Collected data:
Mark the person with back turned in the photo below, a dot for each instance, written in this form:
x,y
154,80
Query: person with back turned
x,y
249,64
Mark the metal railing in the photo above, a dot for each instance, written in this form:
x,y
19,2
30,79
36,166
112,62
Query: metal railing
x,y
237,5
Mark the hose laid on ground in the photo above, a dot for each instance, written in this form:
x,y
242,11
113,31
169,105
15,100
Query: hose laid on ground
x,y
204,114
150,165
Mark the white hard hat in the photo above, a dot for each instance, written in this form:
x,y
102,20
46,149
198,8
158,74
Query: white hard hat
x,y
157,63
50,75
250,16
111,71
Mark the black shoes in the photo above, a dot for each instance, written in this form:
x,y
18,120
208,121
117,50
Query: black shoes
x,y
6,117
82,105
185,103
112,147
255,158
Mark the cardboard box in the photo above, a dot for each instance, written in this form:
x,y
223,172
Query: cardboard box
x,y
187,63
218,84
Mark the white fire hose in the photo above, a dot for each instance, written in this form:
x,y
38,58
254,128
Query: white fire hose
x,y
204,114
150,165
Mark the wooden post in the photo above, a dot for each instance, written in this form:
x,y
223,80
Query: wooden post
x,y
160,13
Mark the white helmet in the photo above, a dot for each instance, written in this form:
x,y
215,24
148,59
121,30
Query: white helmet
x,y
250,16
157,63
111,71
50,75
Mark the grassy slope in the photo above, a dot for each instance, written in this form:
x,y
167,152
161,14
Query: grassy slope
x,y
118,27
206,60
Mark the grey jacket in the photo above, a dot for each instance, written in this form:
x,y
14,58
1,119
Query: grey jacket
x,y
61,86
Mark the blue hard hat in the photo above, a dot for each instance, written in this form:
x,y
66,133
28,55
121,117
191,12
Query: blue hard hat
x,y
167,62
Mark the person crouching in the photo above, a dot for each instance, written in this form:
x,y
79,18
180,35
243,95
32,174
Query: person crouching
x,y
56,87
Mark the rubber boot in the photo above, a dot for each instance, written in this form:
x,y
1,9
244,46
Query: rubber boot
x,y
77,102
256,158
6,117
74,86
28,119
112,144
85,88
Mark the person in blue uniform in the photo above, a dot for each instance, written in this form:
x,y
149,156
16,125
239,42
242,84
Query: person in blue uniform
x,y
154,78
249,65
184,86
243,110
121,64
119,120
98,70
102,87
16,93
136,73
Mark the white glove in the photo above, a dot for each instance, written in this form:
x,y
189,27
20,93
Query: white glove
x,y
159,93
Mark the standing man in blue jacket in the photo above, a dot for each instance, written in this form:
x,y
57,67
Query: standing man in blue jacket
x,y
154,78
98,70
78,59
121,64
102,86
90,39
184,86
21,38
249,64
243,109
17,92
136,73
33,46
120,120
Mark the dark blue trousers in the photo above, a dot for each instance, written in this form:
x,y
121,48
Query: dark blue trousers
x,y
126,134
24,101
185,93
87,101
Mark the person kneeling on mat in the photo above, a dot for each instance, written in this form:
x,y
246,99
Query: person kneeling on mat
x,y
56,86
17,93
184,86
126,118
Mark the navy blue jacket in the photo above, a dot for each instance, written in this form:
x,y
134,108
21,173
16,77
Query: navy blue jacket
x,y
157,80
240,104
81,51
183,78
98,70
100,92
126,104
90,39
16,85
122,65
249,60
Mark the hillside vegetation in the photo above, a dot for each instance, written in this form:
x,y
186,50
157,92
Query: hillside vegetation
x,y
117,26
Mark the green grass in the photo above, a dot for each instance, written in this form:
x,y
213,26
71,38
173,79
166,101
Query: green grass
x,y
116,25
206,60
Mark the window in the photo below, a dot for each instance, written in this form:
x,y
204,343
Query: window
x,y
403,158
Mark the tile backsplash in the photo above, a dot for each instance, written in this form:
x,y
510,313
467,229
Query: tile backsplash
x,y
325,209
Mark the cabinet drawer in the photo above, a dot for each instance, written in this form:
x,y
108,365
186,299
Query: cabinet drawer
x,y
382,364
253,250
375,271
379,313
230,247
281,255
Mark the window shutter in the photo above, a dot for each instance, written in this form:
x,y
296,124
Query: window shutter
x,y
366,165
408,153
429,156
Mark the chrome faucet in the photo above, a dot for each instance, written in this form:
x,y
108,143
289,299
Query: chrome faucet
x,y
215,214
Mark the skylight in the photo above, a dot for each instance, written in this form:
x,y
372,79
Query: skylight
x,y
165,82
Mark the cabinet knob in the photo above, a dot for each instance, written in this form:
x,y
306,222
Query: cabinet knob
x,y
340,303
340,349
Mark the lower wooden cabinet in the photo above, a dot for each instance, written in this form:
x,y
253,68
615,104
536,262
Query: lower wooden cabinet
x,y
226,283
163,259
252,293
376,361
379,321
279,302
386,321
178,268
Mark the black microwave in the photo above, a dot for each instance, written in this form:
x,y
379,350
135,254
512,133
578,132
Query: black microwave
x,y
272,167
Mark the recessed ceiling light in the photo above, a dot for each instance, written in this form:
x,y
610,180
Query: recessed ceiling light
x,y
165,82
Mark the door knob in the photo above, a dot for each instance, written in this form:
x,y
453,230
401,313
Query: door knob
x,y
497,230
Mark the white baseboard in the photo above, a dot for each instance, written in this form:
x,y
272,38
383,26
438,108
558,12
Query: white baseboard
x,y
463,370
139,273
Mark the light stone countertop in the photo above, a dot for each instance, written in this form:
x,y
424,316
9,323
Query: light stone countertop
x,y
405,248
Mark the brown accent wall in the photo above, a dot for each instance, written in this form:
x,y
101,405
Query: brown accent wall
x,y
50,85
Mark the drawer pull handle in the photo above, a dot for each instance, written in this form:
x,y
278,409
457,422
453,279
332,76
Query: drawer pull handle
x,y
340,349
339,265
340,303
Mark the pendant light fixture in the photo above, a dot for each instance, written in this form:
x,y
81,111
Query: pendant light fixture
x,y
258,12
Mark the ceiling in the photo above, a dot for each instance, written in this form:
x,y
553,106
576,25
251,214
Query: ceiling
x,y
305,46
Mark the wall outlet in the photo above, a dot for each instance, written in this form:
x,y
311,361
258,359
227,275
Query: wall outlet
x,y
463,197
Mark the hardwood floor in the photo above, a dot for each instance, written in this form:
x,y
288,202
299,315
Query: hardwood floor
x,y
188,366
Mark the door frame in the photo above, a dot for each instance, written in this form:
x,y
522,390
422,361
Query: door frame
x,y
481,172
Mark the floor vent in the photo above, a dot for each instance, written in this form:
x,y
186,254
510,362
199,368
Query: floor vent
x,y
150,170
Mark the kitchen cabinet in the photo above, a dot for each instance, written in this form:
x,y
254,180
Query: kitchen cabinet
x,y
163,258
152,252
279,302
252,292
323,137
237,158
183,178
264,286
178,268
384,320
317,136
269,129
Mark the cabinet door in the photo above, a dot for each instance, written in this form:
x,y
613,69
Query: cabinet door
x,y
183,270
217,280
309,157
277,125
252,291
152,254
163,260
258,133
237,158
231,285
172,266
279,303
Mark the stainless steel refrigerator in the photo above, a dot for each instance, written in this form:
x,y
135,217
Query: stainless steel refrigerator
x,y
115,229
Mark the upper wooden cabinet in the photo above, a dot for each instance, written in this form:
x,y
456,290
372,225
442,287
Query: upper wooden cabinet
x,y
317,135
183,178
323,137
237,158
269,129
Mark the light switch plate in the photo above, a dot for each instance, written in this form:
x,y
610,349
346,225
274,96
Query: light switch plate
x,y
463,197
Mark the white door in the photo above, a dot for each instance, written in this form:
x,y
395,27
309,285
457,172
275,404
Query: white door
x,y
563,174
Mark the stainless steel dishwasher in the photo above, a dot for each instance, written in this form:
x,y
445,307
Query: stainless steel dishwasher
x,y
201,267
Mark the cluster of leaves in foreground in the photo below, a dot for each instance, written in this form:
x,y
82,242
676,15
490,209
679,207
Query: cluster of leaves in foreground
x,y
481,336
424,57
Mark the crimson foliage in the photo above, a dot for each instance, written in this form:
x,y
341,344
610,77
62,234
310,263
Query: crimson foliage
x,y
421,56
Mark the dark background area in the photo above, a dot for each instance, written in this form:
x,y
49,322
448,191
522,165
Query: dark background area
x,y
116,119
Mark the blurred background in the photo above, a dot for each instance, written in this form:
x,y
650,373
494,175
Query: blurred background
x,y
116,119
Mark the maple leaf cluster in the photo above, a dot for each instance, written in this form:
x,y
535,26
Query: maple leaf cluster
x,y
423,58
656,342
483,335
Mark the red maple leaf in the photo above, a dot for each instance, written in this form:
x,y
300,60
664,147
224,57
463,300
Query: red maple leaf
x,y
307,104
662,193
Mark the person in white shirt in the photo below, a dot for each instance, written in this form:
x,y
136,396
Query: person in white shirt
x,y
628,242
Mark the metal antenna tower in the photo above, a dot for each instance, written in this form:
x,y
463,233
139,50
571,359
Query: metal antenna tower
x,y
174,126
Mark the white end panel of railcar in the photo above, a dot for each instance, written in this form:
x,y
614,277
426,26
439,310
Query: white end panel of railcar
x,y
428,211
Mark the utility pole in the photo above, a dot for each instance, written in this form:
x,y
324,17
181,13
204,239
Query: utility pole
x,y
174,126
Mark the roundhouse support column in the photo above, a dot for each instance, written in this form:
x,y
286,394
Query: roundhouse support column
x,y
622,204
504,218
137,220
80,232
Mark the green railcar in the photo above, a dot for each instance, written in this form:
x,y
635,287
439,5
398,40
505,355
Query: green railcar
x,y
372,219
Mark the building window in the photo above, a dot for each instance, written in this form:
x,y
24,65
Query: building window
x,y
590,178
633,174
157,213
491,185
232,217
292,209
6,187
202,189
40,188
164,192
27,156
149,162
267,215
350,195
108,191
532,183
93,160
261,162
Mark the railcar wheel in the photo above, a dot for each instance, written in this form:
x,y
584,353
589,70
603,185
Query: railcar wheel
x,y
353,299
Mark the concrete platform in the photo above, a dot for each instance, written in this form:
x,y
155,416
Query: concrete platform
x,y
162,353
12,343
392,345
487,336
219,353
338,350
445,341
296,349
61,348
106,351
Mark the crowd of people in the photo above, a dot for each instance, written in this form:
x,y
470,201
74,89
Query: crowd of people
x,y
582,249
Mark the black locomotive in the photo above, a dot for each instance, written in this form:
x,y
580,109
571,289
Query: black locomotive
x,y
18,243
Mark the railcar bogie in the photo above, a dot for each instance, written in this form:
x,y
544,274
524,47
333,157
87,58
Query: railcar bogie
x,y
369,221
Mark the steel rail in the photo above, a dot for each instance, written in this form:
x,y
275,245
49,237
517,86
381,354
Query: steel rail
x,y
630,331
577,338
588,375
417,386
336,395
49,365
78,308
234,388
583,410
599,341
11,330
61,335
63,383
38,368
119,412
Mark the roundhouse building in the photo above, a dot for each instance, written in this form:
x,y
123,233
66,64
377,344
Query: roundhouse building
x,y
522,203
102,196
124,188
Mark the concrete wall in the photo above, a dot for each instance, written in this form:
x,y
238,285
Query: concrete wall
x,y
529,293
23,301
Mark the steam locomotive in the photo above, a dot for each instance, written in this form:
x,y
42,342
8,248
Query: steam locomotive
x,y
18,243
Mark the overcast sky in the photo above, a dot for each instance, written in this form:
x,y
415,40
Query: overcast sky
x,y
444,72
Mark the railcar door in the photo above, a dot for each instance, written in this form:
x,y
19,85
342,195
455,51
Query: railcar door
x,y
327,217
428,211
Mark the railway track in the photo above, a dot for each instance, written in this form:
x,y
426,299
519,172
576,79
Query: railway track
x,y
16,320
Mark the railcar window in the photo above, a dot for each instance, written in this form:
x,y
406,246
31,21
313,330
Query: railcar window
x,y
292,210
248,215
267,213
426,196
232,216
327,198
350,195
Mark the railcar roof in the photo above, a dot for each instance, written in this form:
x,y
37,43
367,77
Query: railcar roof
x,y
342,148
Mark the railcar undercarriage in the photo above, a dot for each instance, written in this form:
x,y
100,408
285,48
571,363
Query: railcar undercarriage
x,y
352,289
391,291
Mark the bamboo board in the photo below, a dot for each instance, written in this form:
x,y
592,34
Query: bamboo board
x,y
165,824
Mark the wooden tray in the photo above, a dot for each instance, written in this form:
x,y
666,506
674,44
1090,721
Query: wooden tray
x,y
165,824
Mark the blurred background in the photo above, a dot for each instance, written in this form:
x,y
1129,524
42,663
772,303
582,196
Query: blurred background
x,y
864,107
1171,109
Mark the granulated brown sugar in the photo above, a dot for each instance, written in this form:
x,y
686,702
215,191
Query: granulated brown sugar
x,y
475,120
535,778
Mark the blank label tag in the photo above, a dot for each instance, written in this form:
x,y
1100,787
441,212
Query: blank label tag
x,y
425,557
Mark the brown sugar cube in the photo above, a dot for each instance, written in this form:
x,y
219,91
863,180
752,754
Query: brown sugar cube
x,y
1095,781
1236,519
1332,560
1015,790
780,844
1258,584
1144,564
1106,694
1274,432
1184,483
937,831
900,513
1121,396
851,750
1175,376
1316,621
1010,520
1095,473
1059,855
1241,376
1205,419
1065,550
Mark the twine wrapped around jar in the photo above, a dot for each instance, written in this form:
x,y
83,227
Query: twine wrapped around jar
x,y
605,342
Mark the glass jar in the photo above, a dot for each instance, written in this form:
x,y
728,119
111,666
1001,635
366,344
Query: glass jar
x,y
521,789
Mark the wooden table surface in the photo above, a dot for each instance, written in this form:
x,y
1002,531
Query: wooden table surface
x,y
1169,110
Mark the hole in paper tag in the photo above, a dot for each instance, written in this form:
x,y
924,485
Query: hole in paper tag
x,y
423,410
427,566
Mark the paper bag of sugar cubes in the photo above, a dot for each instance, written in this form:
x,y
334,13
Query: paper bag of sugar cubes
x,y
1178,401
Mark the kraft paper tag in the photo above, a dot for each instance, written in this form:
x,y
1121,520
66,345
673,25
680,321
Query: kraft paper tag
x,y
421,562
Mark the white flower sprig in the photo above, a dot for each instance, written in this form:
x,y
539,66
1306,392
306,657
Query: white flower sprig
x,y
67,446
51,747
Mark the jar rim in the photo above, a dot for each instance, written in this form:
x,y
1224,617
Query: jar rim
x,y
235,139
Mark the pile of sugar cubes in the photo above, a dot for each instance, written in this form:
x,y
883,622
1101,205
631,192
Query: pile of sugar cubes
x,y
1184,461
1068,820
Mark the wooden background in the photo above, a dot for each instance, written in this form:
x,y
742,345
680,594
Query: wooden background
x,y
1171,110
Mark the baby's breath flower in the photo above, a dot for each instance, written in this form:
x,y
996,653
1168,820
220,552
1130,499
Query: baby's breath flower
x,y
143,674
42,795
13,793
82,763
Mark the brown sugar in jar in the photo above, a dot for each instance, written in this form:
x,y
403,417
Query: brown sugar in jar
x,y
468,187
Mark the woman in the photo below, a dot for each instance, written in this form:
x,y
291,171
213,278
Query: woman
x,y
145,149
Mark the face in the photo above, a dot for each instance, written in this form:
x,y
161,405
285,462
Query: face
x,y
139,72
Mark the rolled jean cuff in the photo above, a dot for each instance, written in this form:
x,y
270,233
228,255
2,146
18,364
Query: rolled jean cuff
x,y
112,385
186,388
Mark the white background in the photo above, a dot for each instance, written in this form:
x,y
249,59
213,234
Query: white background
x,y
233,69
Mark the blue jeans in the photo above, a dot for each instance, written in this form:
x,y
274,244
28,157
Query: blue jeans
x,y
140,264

▸ **EXERCISE OBJECTIVE**
Run a filter over the data above and keep each line that contains the word "below".

▸ **EXERCISE SOLUTION**
Mark the person with back turned in the photo below, a dot for each instance, written in this form:
Mark the window in the photo below, a dot for each instance, written in this form:
Mark the cluster of leaves in foreground in the photo below, a dot for each instance, written in this form:
Mark the person in white shirt in the photo below, a dot for each instance, written in this form:
Mark the bamboo board in the photo below, a dot for each instance, written in this form:
Mark the woman in the photo below, a dot for each instance, written in this form:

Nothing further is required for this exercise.